A demonstration of the steps towards virtual reality in the classroom. A cardboard headset combined with a smartphone is a relatively simple method to immersion into cyberspace, allowing for an experience where a viewer’s gaze, gesture and ultimately interaction with other people becomes a literacy teaching tool. From learning to make a cardboard viewer to exploring free downloads such as the National Film Board’s Cardboard Crash and sharing views headset-free with a tablet and Ricoh 360º panorama camera, this presentation will give teacher candidates a taste of the latest in educational virtual reality.


Pedagogical benefits of a Lightboard Lecture Capture tool

Masayuki Iwase, Graduate Teaching Assistant

Masayuki’s presentation discusses pedagogical benefits of a ‘lightboard’ lecture-capture tool, which enables the user to integrate both analog and digital modes of instructions into his/her lecture videos available online to the student viewer. The discussions draw on Dr. Robert Tierney’s incorporation of the technology into his graduate course for which Masayuki was a teaching assistant. The lightboard technology cordially responded to Dr. Tierney’s preference of writing and drawing as part of his accustomed presentation methods, while simultaneously realizing his wish to integrate graphics and related materials as part of his digitally enhanced class lectures, which were accessed and viewed by his students who had to participate in them online. The lightboard technology is most effective and valuable when it is utilized by UBC faculty and staff who wants to pursue both typographical (analogue-based) and post-typographical (digitally-enabled) forms of text production and meaning making.


Supporting Professional Communities with Google Collaboration Tools

Stephen Price

At the beginning of the 2015-2016 school year, the KippMo (Kindergarten and Primary / Montessori) cohort took on the task of creating a cohort ‘hive mind’ to support technology-based collaboration and information sharing throughout their education degree. Using free collaboration tools like Google Drive, Docs and Sheets created the ability for the cohort to share and collaborate much more efficiently. Using this case study, this session will explore how the cohort built a community of professional collaboration and will also include an introduction to how to use Google tools effectively for learning, projects, and information management. It is recommended for people who have not used the Google suite before or those with some experience who are hoping to learn to use the tool more effectively. To get the most out of the session, bring your laptop so you can try out the tools!


Tech Integration in Teaching

Bruno Bachmann and Melissa Liang, Web Programmers, TLEF Project

A presentation about the TLEF and its proposal, the work Yvonne Dawydiak, Melissa and Bruno have done as part of the project, and their tentative plans for the future. Melissa and Bruno will be exploring the Scarfe Digital Sandbox and some of the resources for teaching and learning showcased on the website and informing visitors of other on-campus teaching resources such as the library, drop-ins, and maker sessions.

Records of labeled points:

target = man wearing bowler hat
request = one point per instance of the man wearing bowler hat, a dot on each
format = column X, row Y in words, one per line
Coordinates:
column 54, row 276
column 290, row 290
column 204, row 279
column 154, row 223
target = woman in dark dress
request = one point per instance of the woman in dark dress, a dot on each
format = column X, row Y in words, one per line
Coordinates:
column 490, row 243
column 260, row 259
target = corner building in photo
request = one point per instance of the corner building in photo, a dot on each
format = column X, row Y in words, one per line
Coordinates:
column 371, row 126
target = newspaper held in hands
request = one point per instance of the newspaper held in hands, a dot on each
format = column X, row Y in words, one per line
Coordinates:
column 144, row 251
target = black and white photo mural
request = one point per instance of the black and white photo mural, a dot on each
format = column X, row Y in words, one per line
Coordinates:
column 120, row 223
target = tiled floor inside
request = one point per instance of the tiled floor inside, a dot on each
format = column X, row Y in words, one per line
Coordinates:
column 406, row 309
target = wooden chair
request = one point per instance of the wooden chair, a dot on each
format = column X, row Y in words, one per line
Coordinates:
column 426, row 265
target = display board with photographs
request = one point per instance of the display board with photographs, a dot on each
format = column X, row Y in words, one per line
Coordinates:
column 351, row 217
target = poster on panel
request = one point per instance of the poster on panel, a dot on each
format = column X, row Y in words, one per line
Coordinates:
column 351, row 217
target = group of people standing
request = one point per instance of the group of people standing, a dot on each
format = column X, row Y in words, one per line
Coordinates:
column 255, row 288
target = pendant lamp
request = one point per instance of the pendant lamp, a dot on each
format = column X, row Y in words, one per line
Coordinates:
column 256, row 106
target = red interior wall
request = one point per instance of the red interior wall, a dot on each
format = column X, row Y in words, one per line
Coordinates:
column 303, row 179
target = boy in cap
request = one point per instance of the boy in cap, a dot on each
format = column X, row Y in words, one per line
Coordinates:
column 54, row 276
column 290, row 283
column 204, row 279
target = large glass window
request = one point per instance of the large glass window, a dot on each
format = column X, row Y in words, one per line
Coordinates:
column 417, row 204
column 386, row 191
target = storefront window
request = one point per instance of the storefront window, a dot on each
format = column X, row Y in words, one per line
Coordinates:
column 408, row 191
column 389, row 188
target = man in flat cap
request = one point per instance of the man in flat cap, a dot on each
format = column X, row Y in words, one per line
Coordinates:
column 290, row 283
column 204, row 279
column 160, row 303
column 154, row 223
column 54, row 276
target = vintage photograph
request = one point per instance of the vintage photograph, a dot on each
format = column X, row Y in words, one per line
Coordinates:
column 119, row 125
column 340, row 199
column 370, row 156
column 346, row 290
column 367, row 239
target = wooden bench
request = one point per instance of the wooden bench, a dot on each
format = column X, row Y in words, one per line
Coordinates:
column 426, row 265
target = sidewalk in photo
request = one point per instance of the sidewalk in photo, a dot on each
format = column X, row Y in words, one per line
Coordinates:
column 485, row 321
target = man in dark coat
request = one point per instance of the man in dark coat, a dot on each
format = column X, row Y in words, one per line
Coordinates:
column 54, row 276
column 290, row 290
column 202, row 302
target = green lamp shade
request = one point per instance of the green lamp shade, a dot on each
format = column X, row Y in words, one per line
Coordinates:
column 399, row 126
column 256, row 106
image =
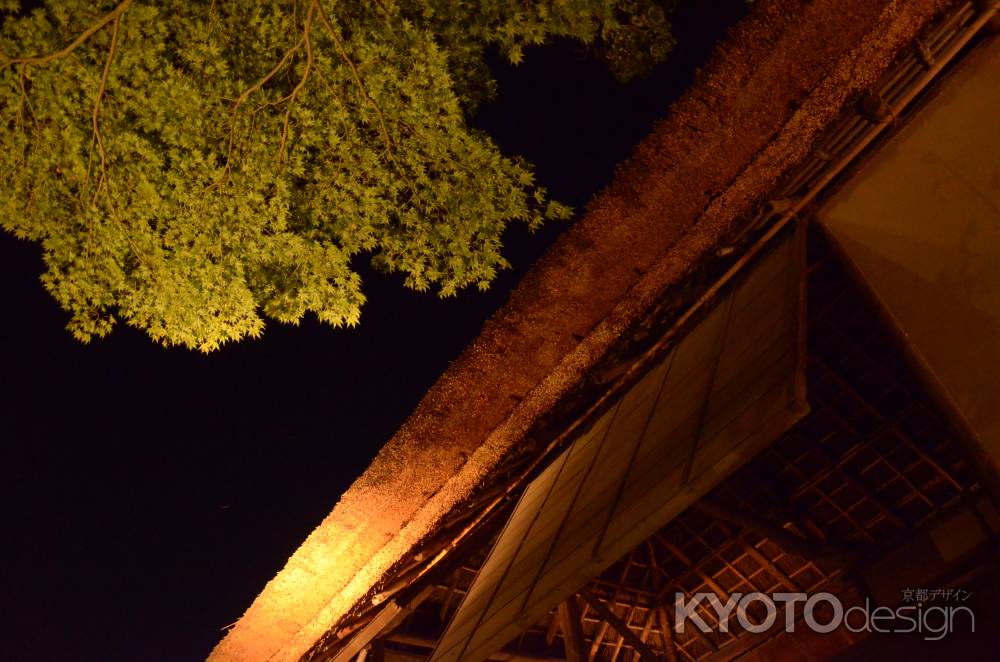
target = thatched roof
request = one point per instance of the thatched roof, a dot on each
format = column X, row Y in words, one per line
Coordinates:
column 754, row 112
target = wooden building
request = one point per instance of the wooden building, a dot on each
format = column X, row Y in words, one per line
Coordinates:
column 767, row 359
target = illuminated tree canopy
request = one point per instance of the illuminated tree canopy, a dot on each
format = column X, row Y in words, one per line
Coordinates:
column 190, row 168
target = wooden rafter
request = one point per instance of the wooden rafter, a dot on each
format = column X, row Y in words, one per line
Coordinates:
column 612, row 619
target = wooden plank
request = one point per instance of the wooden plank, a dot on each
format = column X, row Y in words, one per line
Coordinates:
column 625, row 478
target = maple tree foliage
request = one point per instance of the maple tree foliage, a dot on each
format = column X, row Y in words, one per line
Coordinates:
column 190, row 168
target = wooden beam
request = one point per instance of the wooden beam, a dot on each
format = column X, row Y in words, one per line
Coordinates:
column 570, row 622
column 780, row 536
column 612, row 619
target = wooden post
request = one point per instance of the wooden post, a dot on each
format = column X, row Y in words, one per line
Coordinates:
column 569, row 619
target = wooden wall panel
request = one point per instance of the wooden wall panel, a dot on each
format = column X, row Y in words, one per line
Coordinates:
column 726, row 389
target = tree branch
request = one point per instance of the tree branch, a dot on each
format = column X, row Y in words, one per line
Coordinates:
column 307, row 38
column 338, row 42
column 113, row 15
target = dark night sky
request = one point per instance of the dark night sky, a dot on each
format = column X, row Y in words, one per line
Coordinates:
column 147, row 495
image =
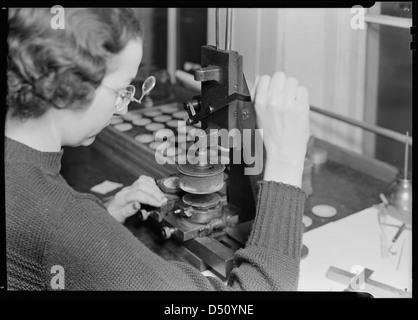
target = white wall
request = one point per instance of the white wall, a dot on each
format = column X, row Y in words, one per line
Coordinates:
column 318, row 47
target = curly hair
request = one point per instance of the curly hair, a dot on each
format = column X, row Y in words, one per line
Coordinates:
column 61, row 68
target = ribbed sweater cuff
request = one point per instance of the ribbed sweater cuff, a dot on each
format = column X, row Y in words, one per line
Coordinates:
column 278, row 222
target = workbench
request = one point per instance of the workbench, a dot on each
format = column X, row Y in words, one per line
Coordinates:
column 347, row 181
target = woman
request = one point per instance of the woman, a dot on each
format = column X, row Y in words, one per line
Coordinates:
column 63, row 88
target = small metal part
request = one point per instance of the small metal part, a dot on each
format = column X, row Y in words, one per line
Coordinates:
column 228, row 29
column 210, row 73
column 170, row 184
column 167, row 232
column 143, row 214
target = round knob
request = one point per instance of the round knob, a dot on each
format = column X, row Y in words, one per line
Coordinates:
column 399, row 194
column 167, row 232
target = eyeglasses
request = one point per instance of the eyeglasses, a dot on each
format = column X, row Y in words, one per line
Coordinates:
column 124, row 97
column 127, row 95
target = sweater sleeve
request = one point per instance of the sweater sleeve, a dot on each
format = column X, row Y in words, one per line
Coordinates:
column 271, row 257
column 98, row 253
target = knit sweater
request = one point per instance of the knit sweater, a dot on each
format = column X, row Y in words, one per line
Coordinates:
column 49, row 224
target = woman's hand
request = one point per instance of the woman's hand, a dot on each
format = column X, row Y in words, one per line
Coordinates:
column 128, row 200
column 282, row 110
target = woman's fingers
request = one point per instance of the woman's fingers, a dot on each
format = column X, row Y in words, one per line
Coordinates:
column 145, row 193
column 290, row 89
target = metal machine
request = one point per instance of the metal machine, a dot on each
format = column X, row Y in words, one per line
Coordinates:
column 209, row 210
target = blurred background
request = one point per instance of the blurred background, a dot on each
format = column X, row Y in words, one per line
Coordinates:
column 364, row 74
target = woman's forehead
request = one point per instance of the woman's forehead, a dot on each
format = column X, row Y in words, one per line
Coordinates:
column 126, row 63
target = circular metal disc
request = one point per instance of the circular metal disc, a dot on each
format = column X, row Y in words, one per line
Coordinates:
column 201, row 200
column 200, row 171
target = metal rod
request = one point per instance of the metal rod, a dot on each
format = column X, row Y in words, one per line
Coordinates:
column 369, row 127
column 172, row 43
column 388, row 20
column 228, row 29
column 217, row 27
column 405, row 170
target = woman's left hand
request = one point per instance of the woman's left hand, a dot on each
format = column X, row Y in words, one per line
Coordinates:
column 128, row 200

Requests:
- a) In the session descriptions, condense the paragraph beginning "At the beginning of the 2015-2016 school year" into a short bulleted list that keeps its main facts.
- b) Translate this sentence from the session descriptions into Spanish: "To get the most out of the session, bring your laptop so you can try out the tools!"
- c) Pick up the session descriptions after their final sentence and continue them.
The material is not required for any of this work.

Task-by-task outputs:
- a)
- In 2015-2016, the KippMo (Kindergarten and Primary / Montessori) cohort set out to build a cohort "hive mind" for technology-based collaboration and information sharing during their education degree.
- Free tools such as Google Drive, Docs and Sheets let the cohort share and collaborate far more efficiently.
- Using this case study, the session examines how the cohort built a professional collaborative community and introduces effective use of Google tools for learning, projects and information management.
- It suits newcomers to the Google suite and those with some experience who want to use it more effectively.
- Attendees should bring a laptop to try out the tools.

- b) ¡Para aprovechar al máximo la sesión, traiga su computadora portátil para poder probar las herramientas!

- c)
Using Technology to Increase Athlete and Coach Performance

David Hill

Medals do matter! In high performance sport, the Olympic and Paralympic games are a pinnacle event for many athletes and help to inspire all Canadians to live a healthy and active lifestyle. Who are the people behind the scenes that help to make this dream a reality… coaches. UBC Faculty of Kinesiology is in its second cohort of a professional graduate certificate geared toward enhancing Canada’s top coaches and technical leaders. The certificate is a partnership of UBC, Canadian Sport Institute Pacific and the Coaching Association of Canada, where coaches can obtain dual accreditation in National Coaching Certification Program and university credential. The graduate certificate seeks a competency based approach where technology is used to help coaches can build knowledge, skills and attitudes across several content areas. The program is a blend of residential and online delivery and takes advantage of many UBC educational support technologies including Connect, CLAS and UBC Blogs. Central to the program structure is ongoing reflection on coaching and leadership practices which help coaches and their athletes progress in the high performance sport pathway and contribute to our Olympic and Paralympic successes were medals do matter.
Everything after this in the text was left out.